* **GIVEN EXERCISE**
Write out the entries, please, from the line containing "Note: for this drill, pin each instance of the thumb" through their final line, exactly and with nothing else.

* **DATA PROVIDED**
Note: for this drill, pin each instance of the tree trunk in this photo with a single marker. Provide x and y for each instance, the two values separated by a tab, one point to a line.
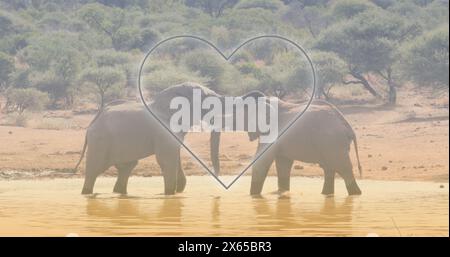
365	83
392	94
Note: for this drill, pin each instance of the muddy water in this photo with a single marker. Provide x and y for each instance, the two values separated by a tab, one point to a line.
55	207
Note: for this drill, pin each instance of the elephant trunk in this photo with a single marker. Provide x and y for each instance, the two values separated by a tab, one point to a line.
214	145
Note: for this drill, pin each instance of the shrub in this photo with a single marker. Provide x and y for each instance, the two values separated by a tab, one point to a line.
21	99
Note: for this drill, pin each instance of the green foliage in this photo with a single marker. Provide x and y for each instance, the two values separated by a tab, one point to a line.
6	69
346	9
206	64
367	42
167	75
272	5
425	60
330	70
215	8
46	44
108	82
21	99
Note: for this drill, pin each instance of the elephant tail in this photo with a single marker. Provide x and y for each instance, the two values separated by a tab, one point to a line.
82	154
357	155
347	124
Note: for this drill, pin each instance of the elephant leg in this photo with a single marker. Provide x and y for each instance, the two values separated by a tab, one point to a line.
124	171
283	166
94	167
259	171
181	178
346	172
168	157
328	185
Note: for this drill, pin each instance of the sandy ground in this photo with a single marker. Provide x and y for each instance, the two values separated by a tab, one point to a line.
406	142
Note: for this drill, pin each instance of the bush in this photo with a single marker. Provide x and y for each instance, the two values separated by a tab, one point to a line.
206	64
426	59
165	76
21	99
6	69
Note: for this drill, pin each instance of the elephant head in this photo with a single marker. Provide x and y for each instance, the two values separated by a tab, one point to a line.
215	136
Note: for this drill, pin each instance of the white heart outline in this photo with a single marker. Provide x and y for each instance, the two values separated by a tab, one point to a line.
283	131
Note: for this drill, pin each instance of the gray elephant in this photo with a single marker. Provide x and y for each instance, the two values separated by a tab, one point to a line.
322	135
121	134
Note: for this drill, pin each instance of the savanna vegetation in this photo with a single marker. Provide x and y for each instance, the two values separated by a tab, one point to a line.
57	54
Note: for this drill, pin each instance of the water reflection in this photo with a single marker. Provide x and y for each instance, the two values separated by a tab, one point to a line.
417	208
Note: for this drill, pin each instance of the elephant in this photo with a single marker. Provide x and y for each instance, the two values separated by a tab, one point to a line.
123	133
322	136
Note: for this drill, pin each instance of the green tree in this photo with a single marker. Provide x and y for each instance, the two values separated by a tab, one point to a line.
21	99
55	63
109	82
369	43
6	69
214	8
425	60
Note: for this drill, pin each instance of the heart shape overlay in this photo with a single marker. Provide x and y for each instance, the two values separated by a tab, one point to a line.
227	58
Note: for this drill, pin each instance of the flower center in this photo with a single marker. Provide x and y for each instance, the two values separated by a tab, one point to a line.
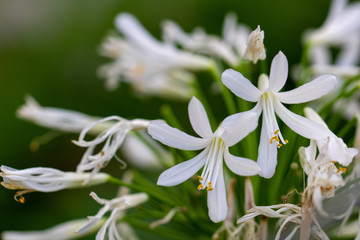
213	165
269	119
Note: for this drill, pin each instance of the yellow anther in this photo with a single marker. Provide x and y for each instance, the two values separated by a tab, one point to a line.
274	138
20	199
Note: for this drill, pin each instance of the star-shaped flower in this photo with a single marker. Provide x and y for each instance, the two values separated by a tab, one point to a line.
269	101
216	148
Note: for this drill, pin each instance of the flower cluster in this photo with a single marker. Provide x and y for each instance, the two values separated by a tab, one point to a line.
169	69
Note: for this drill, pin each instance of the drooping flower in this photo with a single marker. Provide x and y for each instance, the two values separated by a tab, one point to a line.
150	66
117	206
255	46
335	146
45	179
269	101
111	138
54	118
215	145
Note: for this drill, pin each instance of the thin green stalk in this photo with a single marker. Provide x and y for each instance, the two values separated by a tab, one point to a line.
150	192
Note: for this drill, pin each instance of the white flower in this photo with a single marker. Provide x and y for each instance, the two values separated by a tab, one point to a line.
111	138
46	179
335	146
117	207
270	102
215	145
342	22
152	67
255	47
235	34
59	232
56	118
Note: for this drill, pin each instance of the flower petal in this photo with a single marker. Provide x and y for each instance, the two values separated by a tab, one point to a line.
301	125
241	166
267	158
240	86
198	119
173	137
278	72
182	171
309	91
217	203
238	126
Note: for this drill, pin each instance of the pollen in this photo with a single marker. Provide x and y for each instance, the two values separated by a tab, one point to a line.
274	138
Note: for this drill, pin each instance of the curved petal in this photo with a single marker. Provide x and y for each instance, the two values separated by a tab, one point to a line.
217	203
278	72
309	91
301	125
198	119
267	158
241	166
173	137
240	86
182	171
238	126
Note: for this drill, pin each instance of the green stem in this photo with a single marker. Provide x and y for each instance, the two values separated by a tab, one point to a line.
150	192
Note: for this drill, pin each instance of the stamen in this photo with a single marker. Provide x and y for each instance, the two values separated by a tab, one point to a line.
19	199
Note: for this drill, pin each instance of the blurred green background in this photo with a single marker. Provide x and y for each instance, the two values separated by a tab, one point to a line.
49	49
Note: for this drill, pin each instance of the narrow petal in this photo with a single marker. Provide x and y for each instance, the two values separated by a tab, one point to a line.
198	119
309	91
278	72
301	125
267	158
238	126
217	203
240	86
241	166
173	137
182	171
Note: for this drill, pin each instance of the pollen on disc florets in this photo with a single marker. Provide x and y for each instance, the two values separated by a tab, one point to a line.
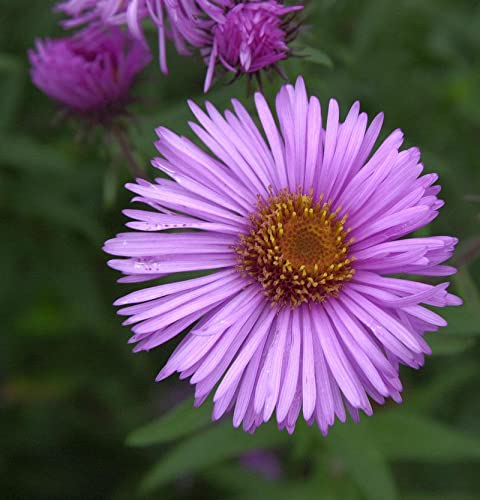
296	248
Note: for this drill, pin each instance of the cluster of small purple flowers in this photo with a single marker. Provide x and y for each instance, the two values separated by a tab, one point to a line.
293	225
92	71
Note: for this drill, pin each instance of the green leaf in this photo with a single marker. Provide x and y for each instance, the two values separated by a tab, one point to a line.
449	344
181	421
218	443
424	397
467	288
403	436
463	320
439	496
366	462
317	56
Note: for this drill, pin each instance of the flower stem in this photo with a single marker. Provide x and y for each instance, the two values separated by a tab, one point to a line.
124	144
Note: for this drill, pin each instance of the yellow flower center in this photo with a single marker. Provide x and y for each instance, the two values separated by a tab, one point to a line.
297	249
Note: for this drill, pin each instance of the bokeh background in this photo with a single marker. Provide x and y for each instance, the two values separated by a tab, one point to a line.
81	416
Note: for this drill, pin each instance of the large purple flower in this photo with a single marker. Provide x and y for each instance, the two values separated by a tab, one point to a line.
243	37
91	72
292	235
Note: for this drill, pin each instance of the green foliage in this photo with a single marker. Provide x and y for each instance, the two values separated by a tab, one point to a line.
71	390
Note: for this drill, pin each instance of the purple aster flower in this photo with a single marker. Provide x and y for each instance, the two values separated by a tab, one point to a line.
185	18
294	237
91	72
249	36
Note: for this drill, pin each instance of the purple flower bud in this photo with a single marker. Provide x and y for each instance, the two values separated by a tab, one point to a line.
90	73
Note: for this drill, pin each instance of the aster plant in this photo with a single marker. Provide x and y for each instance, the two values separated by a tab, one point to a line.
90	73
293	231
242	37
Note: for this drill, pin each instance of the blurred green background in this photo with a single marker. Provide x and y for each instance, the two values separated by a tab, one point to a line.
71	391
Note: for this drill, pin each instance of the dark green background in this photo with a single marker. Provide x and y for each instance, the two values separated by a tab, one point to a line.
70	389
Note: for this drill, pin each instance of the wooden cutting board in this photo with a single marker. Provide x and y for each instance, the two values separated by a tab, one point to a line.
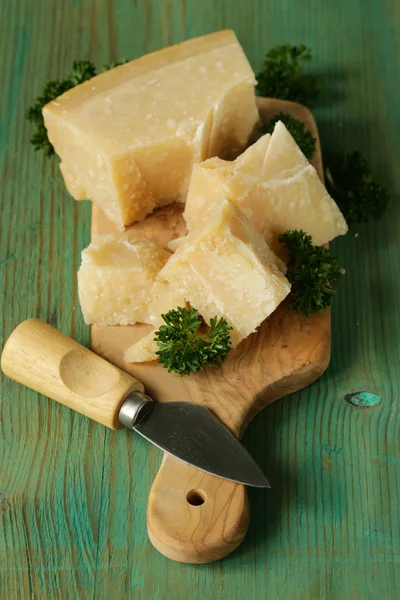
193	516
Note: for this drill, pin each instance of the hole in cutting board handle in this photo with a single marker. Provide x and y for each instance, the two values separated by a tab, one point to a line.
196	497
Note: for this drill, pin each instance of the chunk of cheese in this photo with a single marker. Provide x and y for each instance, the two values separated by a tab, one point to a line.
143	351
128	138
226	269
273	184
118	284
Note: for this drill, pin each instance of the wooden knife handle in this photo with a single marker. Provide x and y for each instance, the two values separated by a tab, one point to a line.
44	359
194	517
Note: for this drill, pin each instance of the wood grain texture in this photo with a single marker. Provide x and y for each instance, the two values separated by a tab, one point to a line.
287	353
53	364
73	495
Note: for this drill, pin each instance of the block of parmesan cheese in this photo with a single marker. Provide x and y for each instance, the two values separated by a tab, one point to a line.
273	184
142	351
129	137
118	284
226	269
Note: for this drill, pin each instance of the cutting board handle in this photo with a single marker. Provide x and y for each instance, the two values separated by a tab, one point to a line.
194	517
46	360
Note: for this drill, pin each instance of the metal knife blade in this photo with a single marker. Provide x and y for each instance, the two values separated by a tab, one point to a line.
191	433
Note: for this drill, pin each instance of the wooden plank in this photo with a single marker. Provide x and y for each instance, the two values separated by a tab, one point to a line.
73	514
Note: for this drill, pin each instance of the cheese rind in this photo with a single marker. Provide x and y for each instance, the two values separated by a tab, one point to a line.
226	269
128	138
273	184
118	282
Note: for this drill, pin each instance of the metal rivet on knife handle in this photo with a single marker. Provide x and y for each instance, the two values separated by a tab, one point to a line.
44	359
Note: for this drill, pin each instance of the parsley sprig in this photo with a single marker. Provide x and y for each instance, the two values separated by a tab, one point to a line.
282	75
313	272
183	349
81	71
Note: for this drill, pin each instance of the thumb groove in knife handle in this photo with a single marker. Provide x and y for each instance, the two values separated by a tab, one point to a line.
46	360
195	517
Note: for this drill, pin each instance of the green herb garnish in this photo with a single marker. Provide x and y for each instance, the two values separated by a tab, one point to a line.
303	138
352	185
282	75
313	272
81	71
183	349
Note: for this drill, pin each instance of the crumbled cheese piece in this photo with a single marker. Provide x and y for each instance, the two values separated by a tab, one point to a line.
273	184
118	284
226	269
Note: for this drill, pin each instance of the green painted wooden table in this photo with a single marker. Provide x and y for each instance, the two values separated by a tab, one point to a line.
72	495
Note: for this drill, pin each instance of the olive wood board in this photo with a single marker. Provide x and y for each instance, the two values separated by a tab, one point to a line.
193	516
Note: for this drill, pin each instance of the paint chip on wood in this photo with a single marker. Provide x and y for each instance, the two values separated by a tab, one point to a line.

* **EXPECTED ANSWER**
Note: for this drill, pin each instance of the thumb groove in knife handle in this photo with a single marker. Provide x and y for each instance, the two values separated by a tab, one point to a line.
46	360
195	517
Note: for this drill, pin each instance of the green herb garnish in this photo with a single marker. Provide x and y for each instance, the two values separated by a tab, one point to a line.
303	138
352	185
282	75
313	272
81	71
183	349
Note: for this drill, pin each instance of the crumbled cheese piece in this photo with a single marker. Provide x and y for each instance, the two values separated by a tab, one point to a line.
273	184
118	284
226	269
Note: for this drill, pin each instance of the green painted wooden table in this photo with a single marker. Provide x and y for each instance, the two values separated by a tab, one point to a line.
72	495
Note: for this drill, pin each instance of the olive wood board in this photo with a single marker. Provide x and y for each instance, the two values separated by a tab, one point to a line.
193	516
Note: for this drill, pin each instance of the paint chip on wood in this photo with a single marker. Provide x and y for each instance, the two values separated by a tab, one point to a line.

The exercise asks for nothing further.